_Excerpt_:
((

Persistent collections add overhead to core operations. Large-message
deserialization sees 47-117% overhead, and serialization sees 70-121% overhead.
`KotlinxIoCodec` consistently shows the smallest persistent-collection penalty.

### Impact on copy/append

| Benchmark                 | Codec   | Default | Persistent |      Delta |
|---------------------------|---------|--------:|-----------:|-----------:|
| copyAppendListLarge       | PBJ     |   2.068 |      0.045 | **-97.8%** |
| copyAppendListLarge       | KxIo    |   1.929 |      0.034 | **-98.3%** |
| copyAppendListLarge       | Protokt |   3.834 |      0.042 | **-98.9%** |
| copyAppendMapLarge        | PBJ     |      23 |      0.319 | **-98.6%** |
| copyAppendMapLarge        | KxIo    |      23 |      0.252 | **-98.9%** |
| copyAppendMapLarge        | Protokt |      23 |      0.257 | **-98.9%** |
| copyAppendListSmall       | PBJ     |   1.408 |      1.470 |      +4.4% |
| copyAppendListSmall       | KxIo    |   1.401 |      1.428 |      +1.9% |
| copyAppendListSmall       | Protokt |   1.423 |      1.470 |      +3.3% |
| copyAppendMapSmall        | PBJ     |      12 |         27 |    +126.6% |
| copyAppendMapSmall        | KxIo    |      12 |         12 |      -0.4% |
| copyAppendMapSmall        | Protokt |      12 |         19 |     +62.6% |
| copyAppendRepeatedString  | PBJ     |   0.290 |      0.034 | **-88.4%** |
| copyAppendRepeatedString  | KxIo    |   0.290 |      0.021 | **-92.8%** |
| copyAppendRepeatedString  | Protokt |   0.292 |      0.032 | **-88.9%** |
| copyAppendMapStringString | PBJ     |      26 |      0.265 | **-99.0%** |
| copyAppendMapStringString | KxIo    |      26 |      0.242 | **-99.1%** |
| copyAppendMapStringString | Protokt |      26 |      0.262 | **-99.0%** |

Persistent collections provide 29-99x speedup on large-collection append
operations (98% improvement for lists, 99% for maps, 89-93% for repeated
strings, and 99% for string maps).

))

_Task requirements_:
[1] Answer these questions about the benchmark excerpt:
(a) What range of overhead does serialization see?
(b) Which codec consistently shows the smallest persistent-collection penalty?
(c) What delta is listed for copyAppendMapSmall with the PBJ codec?
[2] Rewrite the stretch of the benchmark excerpt from "Persistent collections provide" through "for string maps).", putting "gain" in place of "speedup".

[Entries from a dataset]
((

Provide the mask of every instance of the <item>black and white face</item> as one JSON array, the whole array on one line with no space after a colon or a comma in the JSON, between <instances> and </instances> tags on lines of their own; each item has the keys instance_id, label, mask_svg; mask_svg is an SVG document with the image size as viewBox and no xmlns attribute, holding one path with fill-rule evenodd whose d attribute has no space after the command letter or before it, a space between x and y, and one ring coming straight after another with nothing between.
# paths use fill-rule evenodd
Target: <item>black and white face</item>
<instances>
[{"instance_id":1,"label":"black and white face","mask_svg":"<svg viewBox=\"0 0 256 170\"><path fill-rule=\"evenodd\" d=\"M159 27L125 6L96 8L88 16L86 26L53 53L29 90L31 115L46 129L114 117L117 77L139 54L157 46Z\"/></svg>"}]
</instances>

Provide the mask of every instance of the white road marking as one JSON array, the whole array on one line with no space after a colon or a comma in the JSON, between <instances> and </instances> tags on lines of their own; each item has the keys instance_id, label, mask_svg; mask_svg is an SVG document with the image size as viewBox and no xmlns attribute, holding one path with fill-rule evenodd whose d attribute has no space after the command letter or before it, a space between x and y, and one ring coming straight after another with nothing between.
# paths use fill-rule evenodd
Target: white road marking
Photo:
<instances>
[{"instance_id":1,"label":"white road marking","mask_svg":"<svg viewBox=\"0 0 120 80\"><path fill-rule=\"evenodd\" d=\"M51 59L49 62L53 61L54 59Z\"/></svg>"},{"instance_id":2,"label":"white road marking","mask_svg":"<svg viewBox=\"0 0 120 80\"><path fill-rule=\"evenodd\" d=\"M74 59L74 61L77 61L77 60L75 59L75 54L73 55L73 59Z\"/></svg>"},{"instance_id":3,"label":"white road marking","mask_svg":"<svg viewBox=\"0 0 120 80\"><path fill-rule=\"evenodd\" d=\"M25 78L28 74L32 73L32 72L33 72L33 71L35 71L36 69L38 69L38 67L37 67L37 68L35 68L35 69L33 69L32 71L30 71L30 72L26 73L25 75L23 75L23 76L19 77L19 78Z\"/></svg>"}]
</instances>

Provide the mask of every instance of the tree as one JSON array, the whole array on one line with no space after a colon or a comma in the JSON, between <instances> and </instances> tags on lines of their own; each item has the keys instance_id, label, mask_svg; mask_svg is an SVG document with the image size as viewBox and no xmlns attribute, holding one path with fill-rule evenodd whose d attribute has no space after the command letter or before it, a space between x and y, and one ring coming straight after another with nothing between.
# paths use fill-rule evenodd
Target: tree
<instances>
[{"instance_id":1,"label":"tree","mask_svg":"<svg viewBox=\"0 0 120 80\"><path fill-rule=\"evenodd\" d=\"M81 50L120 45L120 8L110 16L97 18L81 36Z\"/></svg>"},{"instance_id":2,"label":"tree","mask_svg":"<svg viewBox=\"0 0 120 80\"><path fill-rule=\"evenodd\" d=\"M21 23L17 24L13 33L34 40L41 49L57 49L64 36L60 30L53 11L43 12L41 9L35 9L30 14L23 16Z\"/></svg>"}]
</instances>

))

_Expected responses_:
[1]
(a) 70-121%
(b) KotlinxIoCodec
(c) +126.6%

[2]
Persistent collections provide 29-99x gain on large-collection append
operations (98% improvement for lists, 99% for maps, 89-93% for repeated
strings, and 99% for string maps).